* **Point labeling records**
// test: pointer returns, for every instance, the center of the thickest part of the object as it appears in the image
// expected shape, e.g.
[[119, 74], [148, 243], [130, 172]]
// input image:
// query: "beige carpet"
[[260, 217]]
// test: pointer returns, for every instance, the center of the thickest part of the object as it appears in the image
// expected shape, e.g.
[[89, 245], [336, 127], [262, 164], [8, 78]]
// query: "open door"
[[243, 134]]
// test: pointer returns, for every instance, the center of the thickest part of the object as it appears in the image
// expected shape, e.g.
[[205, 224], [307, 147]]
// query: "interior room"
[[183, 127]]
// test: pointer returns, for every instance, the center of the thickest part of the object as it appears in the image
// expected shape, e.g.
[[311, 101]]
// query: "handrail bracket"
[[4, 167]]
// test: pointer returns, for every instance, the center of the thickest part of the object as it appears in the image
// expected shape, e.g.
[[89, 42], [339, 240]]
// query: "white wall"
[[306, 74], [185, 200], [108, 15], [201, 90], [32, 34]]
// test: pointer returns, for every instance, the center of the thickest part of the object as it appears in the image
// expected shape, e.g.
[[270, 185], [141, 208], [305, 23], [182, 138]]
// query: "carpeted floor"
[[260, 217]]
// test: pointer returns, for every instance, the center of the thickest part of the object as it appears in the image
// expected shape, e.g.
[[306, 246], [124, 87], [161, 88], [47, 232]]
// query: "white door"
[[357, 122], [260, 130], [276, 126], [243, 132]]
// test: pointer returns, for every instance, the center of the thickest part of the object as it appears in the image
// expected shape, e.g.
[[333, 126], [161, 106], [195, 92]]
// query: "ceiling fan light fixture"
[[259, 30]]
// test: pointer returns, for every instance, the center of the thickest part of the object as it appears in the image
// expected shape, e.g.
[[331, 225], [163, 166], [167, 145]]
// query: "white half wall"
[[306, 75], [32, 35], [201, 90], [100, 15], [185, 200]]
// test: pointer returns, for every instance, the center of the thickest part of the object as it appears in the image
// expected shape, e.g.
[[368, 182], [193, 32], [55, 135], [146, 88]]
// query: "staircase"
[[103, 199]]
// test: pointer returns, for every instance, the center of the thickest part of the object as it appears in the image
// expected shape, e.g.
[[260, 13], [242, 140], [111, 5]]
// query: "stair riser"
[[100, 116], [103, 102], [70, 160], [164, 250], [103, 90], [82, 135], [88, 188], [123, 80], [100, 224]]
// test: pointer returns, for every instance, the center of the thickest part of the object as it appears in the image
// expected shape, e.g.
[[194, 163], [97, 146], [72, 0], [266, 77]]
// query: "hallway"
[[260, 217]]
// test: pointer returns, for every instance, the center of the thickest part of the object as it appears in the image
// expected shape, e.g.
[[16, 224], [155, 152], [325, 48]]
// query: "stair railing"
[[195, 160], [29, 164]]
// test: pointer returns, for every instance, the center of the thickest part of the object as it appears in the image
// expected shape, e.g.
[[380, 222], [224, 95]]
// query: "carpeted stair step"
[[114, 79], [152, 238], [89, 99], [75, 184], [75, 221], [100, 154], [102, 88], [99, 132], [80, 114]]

* **The task**
Can you reproduce the records verbatim, from the very first line down to and including the line that contains "[[306, 75], [32, 35], [201, 90], [100, 15], [185, 200]]"?

* **Final answer**
// test: pointer returns, for every instance, the center of the thickest part of the object as it appears in the image
// expected shape, e.g.
[[119, 74], [148, 243], [130, 172]]
// input image:
// query: "beige carpet"
[[260, 217]]
// test: pointer returns, for every instance, the center of the thickest part of the object as it appears in the image
// expected shape, e.g.
[[89, 245], [336, 127], [262, 164], [8, 78]]
// query: "open door"
[[243, 134]]
// test: pointer returns, for every instance, the center of the thickest part of the object as it appears in the image
// expected shape, e.g.
[[205, 224], [307, 147]]
// query: "interior room"
[[183, 127]]
// test: pointer returns, for every instance, the center of the thickest part of the object as it appears in the image
// expected shape, e.g.
[[311, 101]]
// query: "handrail bracket"
[[4, 167]]
// test: pointer returns, for every instance, the center of the thickest part of the object as it appears in the image
// expected shape, e.g.
[[89, 42], [339, 240]]
// query: "white wall"
[[306, 74], [185, 200], [108, 15], [201, 90], [32, 34]]
// test: pointer returns, for every instance, the center of the thickest part of the object as it appears in the image
// expected shape, e.g.
[[270, 185], [141, 208], [305, 23], [182, 138]]
// query: "carpeted floor"
[[260, 217]]
// test: pointer returns, for every instance, the center of the thickest part of the object as it appears in the image
// expected shape, e.g.
[[306, 246], [124, 87], [161, 88], [47, 232]]
// query: "white door"
[[357, 122], [260, 130], [276, 126], [243, 132]]
// test: pointer returns, for every instance, the center of the thickest part of the object as it appears in the image
// expected shape, e.g.
[[333, 126], [161, 106], [195, 92]]
// query: "ceiling fan light fixture"
[[259, 30]]
// test: pointer returns, for every instance, the center of the thickest part of the object as it appears in the image
// expected shape, e.g.
[[331, 225], [163, 166], [167, 145]]
// query: "white half wall"
[[306, 75], [32, 35], [201, 90], [100, 15], [185, 200]]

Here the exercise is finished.